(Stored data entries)
- - - - -
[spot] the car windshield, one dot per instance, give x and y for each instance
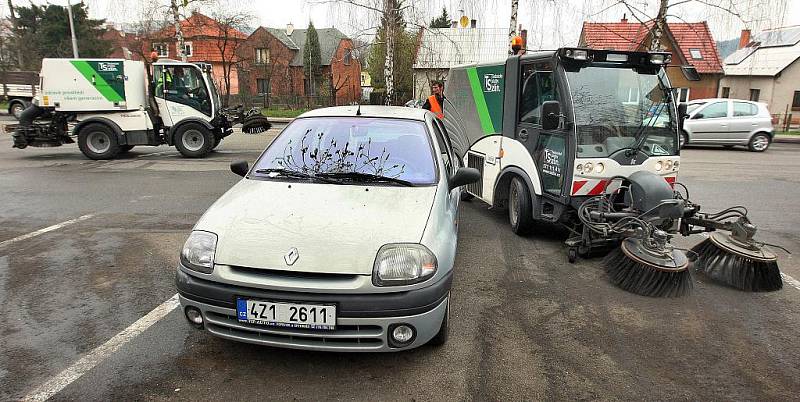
(617, 108)
(353, 148)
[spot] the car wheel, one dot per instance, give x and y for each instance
(519, 207)
(759, 142)
(16, 109)
(444, 329)
(97, 141)
(194, 140)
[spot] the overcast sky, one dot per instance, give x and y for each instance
(551, 23)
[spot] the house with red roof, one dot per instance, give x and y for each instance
(206, 40)
(691, 44)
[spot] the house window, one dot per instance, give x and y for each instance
(262, 86)
(187, 49)
(682, 94)
(262, 55)
(161, 49)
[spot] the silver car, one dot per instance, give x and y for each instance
(728, 122)
(341, 237)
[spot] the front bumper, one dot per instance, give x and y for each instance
(363, 320)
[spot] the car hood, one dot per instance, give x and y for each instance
(335, 228)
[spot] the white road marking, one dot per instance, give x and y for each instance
(96, 356)
(791, 281)
(45, 230)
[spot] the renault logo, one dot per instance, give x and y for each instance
(292, 256)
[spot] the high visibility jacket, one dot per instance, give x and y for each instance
(436, 107)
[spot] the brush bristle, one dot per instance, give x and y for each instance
(735, 270)
(646, 280)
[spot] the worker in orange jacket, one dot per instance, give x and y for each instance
(435, 102)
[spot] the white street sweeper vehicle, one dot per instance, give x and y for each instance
(111, 105)
(589, 139)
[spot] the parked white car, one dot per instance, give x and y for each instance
(341, 237)
(728, 122)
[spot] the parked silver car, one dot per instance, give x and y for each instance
(728, 122)
(341, 237)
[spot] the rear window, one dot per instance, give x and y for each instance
(385, 147)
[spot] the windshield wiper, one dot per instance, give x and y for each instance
(366, 178)
(294, 174)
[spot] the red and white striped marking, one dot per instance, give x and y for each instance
(596, 186)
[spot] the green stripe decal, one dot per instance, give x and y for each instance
(480, 101)
(101, 84)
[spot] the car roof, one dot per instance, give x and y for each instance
(391, 112)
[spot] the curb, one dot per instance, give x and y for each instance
(787, 139)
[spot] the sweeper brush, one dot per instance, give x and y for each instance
(738, 265)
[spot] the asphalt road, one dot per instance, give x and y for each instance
(526, 325)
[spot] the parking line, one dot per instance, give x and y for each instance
(45, 230)
(96, 356)
(791, 281)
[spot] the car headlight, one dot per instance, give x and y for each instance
(403, 264)
(198, 251)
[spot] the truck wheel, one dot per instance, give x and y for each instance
(519, 207)
(441, 336)
(194, 140)
(15, 109)
(759, 142)
(98, 141)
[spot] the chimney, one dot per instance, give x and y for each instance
(744, 39)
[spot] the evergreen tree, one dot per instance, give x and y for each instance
(442, 21)
(312, 61)
(43, 31)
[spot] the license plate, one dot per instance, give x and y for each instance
(293, 315)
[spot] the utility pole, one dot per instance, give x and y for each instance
(512, 30)
(72, 31)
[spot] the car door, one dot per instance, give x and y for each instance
(710, 123)
(743, 121)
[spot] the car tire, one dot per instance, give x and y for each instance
(520, 213)
(194, 140)
(16, 109)
(441, 337)
(98, 141)
(759, 142)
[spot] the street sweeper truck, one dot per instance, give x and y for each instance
(589, 139)
(112, 105)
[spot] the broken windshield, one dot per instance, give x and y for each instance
(617, 108)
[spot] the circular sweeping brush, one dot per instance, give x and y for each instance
(649, 267)
(744, 265)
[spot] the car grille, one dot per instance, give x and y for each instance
(344, 336)
(475, 161)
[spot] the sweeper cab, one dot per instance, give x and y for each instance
(112, 105)
(588, 139)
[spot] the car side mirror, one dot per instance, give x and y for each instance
(462, 177)
(240, 167)
(551, 113)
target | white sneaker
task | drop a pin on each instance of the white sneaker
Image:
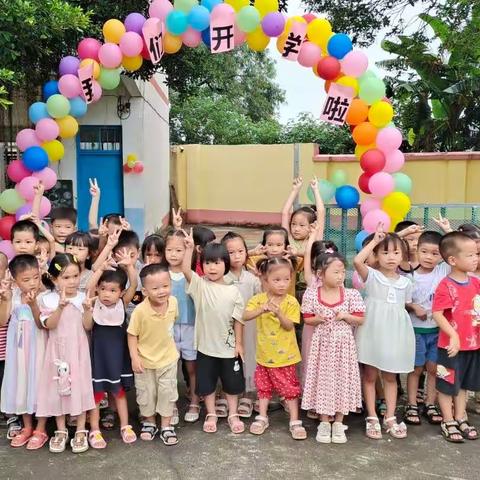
(324, 433)
(338, 432)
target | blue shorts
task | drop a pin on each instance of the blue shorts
(425, 348)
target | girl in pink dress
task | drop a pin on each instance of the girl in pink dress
(65, 386)
(332, 383)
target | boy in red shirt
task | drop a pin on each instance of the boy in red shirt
(456, 309)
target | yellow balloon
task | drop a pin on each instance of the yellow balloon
(68, 126)
(55, 150)
(131, 64)
(257, 40)
(113, 30)
(96, 66)
(380, 114)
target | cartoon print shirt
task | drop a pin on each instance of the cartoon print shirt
(460, 303)
(276, 347)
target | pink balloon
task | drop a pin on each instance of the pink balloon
(373, 218)
(310, 54)
(191, 38)
(69, 86)
(369, 204)
(354, 64)
(27, 138)
(389, 139)
(110, 55)
(17, 171)
(47, 176)
(160, 9)
(394, 161)
(131, 44)
(47, 129)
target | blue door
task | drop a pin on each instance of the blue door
(99, 155)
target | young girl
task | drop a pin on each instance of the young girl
(386, 341)
(65, 386)
(218, 332)
(332, 384)
(249, 285)
(276, 313)
(26, 340)
(111, 365)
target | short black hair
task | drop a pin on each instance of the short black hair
(64, 213)
(23, 262)
(25, 226)
(152, 269)
(118, 276)
(216, 251)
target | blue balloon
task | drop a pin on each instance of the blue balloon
(347, 197)
(199, 18)
(37, 111)
(35, 158)
(78, 107)
(339, 45)
(360, 237)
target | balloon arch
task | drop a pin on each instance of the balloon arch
(221, 27)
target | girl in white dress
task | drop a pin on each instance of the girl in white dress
(386, 341)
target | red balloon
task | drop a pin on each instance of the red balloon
(6, 224)
(363, 183)
(328, 68)
(372, 161)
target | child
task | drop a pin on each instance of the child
(249, 285)
(25, 350)
(111, 364)
(218, 331)
(276, 314)
(385, 341)
(65, 386)
(332, 384)
(153, 353)
(456, 309)
(425, 281)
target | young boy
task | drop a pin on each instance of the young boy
(431, 270)
(154, 354)
(456, 309)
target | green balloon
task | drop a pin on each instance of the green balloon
(109, 78)
(11, 200)
(403, 183)
(248, 19)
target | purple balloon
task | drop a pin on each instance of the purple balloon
(134, 22)
(69, 65)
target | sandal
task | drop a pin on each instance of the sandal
(79, 442)
(128, 435)
(210, 426)
(37, 440)
(469, 432)
(96, 440)
(411, 415)
(235, 424)
(245, 407)
(449, 429)
(168, 436)
(259, 426)
(58, 442)
(148, 432)
(433, 414)
(22, 438)
(192, 417)
(372, 428)
(297, 431)
(396, 430)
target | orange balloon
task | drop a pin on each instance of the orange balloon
(364, 133)
(358, 112)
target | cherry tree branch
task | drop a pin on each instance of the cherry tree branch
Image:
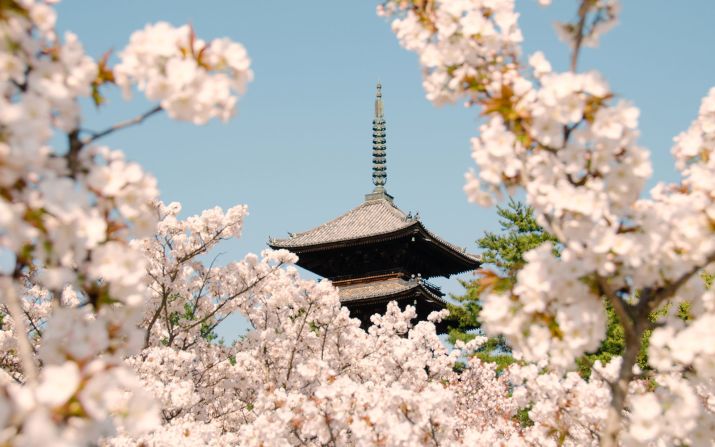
(24, 348)
(121, 125)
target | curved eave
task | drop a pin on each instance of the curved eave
(394, 296)
(468, 260)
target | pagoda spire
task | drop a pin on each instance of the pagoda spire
(379, 147)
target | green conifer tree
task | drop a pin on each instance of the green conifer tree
(502, 254)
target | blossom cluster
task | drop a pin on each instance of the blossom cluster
(74, 296)
(192, 79)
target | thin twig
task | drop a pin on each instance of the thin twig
(27, 359)
(122, 125)
(582, 13)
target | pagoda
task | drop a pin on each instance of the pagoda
(376, 253)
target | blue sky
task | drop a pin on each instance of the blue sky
(299, 151)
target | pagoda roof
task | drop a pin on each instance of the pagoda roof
(373, 220)
(387, 290)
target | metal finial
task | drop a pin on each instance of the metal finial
(379, 147)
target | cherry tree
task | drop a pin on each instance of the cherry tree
(566, 141)
(108, 314)
(75, 292)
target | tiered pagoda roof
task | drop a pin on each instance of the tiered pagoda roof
(376, 253)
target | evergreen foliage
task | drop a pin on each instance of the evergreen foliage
(504, 253)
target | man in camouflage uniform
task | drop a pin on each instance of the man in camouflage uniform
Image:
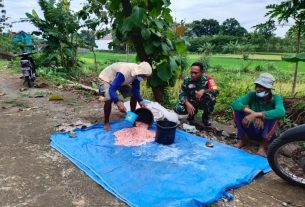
(197, 92)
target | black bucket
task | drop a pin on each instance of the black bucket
(144, 116)
(166, 131)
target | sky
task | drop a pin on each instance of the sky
(248, 12)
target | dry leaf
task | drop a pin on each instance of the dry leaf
(55, 98)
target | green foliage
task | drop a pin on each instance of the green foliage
(266, 29)
(232, 27)
(259, 68)
(205, 27)
(149, 26)
(59, 27)
(3, 18)
(6, 42)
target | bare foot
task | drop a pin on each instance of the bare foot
(241, 143)
(262, 152)
(107, 127)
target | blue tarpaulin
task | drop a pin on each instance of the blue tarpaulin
(186, 173)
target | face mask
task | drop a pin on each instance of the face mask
(140, 78)
(262, 94)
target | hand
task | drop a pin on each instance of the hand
(142, 104)
(190, 108)
(259, 123)
(248, 119)
(199, 94)
(121, 107)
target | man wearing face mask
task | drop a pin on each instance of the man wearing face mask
(125, 78)
(257, 113)
(198, 91)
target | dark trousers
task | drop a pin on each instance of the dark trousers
(269, 130)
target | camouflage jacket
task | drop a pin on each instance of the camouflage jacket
(189, 87)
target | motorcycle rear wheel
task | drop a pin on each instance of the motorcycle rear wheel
(287, 159)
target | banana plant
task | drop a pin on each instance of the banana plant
(59, 27)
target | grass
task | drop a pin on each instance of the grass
(233, 75)
(237, 63)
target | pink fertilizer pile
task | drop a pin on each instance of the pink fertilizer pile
(134, 136)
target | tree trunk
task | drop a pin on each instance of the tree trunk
(95, 64)
(127, 53)
(297, 63)
(135, 34)
(158, 93)
(138, 43)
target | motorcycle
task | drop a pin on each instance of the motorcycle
(27, 69)
(286, 155)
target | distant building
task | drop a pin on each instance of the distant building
(103, 43)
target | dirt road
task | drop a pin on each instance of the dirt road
(34, 174)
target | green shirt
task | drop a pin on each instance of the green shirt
(273, 109)
(190, 86)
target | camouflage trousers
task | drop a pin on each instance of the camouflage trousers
(206, 103)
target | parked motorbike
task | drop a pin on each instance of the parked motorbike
(27, 69)
(286, 156)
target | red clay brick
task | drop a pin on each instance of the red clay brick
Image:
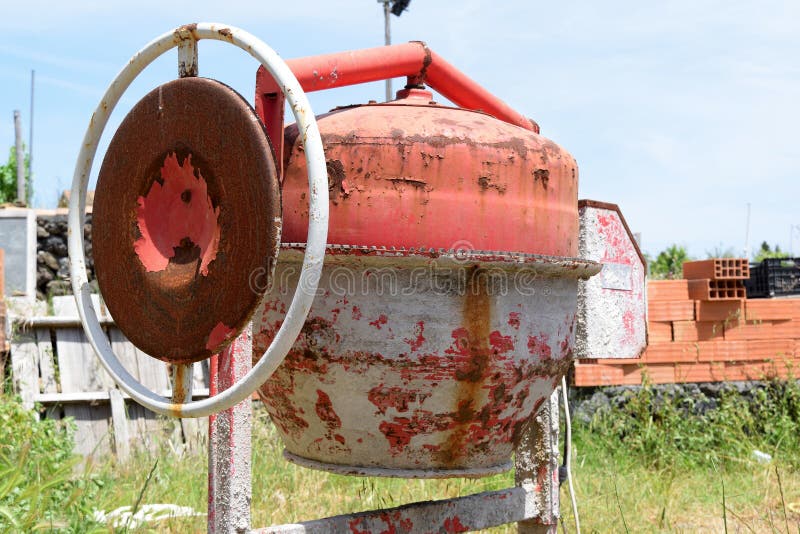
(659, 332)
(721, 351)
(667, 290)
(771, 309)
(770, 349)
(762, 330)
(670, 310)
(716, 289)
(696, 331)
(725, 311)
(693, 372)
(670, 352)
(717, 269)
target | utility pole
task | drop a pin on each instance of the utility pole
(21, 197)
(30, 128)
(387, 41)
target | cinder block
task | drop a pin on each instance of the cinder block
(725, 311)
(670, 352)
(667, 290)
(716, 289)
(670, 310)
(660, 332)
(771, 309)
(697, 331)
(717, 269)
(721, 351)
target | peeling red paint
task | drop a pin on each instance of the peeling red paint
(325, 410)
(417, 342)
(176, 215)
(500, 343)
(354, 523)
(393, 397)
(454, 525)
(539, 346)
(380, 321)
(219, 334)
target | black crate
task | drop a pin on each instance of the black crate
(774, 277)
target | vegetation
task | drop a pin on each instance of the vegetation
(669, 263)
(766, 252)
(8, 178)
(655, 464)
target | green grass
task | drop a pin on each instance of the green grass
(651, 466)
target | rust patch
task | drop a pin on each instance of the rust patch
(336, 179)
(473, 343)
(542, 176)
(324, 409)
(393, 397)
(485, 182)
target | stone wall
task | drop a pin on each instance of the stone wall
(52, 258)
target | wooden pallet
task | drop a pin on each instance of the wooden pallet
(54, 367)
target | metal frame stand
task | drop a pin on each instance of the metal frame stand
(533, 502)
(229, 443)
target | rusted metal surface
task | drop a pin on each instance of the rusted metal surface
(612, 310)
(413, 60)
(412, 174)
(536, 467)
(461, 514)
(229, 443)
(187, 201)
(417, 366)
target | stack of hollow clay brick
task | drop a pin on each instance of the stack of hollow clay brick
(703, 329)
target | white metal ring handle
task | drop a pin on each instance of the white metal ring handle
(317, 227)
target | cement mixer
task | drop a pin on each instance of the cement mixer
(407, 272)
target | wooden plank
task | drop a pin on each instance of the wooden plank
(771, 309)
(670, 310)
(146, 428)
(25, 366)
(667, 290)
(80, 371)
(47, 369)
(120, 425)
(96, 396)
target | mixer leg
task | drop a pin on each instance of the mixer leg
(536, 464)
(229, 476)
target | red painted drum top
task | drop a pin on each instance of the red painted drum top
(186, 213)
(412, 174)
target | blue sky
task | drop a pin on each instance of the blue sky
(680, 112)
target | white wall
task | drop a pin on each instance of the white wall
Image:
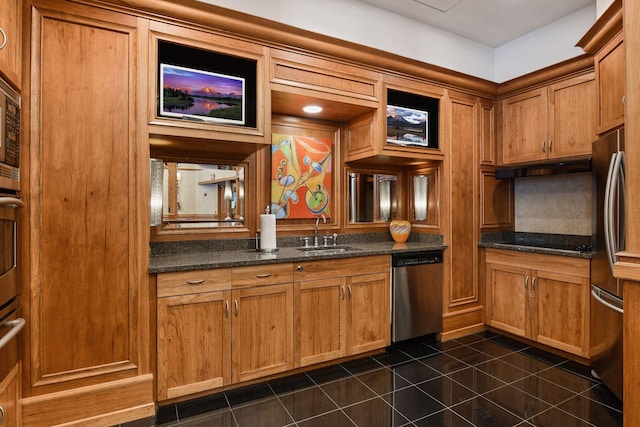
(602, 6)
(546, 46)
(365, 24)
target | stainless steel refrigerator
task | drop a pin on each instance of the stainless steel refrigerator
(608, 238)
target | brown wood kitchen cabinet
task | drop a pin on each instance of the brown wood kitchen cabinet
(609, 63)
(605, 41)
(194, 331)
(551, 122)
(11, 38)
(223, 326)
(262, 322)
(541, 297)
(86, 230)
(339, 313)
(9, 399)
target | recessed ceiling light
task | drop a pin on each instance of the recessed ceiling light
(312, 109)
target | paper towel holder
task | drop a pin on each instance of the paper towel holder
(267, 210)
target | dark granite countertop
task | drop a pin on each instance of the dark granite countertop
(540, 243)
(199, 256)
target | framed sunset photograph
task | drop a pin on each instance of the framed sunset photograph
(193, 94)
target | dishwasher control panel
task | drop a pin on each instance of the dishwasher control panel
(416, 258)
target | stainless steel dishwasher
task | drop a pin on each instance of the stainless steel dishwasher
(416, 294)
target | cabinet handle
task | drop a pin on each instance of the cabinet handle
(533, 287)
(4, 43)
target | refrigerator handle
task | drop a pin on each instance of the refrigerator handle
(616, 193)
(613, 305)
(608, 211)
(622, 194)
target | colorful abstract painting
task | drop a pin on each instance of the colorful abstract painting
(300, 176)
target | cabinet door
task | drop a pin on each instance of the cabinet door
(508, 298)
(561, 311)
(572, 117)
(9, 399)
(194, 343)
(11, 53)
(262, 338)
(525, 127)
(610, 75)
(319, 314)
(88, 229)
(368, 313)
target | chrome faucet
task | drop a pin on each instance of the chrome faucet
(315, 232)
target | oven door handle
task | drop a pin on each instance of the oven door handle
(11, 201)
(16, 326)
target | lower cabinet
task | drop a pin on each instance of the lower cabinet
(211, 334)
(544, 298)
(339, 313)
(226, 326)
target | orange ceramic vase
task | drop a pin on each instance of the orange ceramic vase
(400, 230)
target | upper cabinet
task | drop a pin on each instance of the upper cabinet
(551, 122)
(605, 41)
(405, 129)
(11, 40)
(609, 64)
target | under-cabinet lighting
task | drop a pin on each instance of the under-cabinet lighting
(420, 196)
(312, 109)
(156, 178)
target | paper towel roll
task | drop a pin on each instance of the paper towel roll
(267, 231)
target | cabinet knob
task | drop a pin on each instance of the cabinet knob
(4, 43)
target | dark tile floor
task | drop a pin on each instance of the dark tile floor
(482, 379)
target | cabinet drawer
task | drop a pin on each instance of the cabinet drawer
(193, 282)
(342, 267)
(259, 275)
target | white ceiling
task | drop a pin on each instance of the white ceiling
(490, 22)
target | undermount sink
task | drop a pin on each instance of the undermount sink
(318, 250)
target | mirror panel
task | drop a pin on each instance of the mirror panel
(372, 197)
(198, 195)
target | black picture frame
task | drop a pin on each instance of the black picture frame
(421, 128)
(215, 63)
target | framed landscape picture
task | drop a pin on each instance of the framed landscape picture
(407, 126)
(200, 95)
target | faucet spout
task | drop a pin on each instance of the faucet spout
(315, 231)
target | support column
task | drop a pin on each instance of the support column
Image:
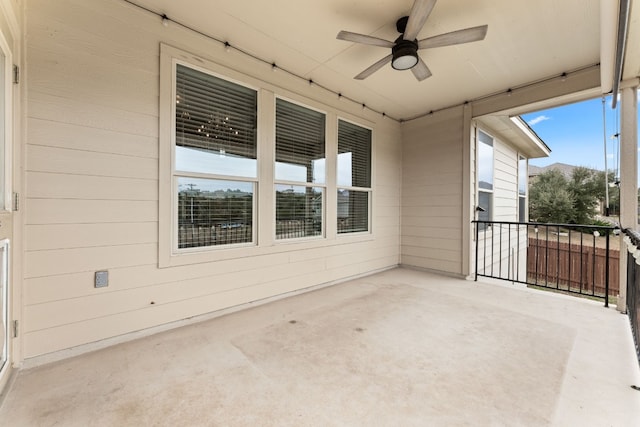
(628, 177)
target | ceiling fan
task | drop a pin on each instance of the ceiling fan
(404, 50)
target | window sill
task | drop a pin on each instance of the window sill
(207, 255)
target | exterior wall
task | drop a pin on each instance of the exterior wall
(432, 199)
(509, 248)
(92, 198)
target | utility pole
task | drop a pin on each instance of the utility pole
(606, 171)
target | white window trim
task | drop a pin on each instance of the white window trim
(477, 171)
(324, 185)
(264, 213)
(369, 190)
(524, 196)
(175, 174)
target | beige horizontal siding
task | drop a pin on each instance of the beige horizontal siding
(92, 179)
(432, 192)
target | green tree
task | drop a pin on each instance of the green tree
(585, 190)
(550, 199)
(554, 198)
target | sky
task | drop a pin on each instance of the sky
(575, 134)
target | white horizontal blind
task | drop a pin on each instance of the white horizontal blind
(300, 143)
(300, 158)
(216, 134)
(215, 119)
(354, 178)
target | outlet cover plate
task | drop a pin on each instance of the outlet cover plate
(102, 279)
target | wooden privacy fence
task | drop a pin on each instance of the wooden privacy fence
(575, 267)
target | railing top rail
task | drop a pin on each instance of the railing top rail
(633, 235)
(549, 224)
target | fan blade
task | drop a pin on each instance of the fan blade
(421, 71)
(455, 37)
(375, 67)
(364, 39)
(419, 13)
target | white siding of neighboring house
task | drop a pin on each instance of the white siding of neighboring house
(92, 196)
(432, 192)
(509, 246)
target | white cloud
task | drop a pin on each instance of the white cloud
(537, 120)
- - - - -
Brief
The required answer is the exact run of lines above starting at the line with "the dark trousers" and ending at the line with "target | banana plant", with both ends present.

Exercise output
task | drop a pin on each instance of the dark trousers
(269, 130)
target | camouflage jacket
task | drop a pin on each instance of the camouflage jacket
(189, 87)
target | motorcycle rear wheel
task | drop a pin on each instance of the motorcycle rear wheel
(287, 159)
target | banana plant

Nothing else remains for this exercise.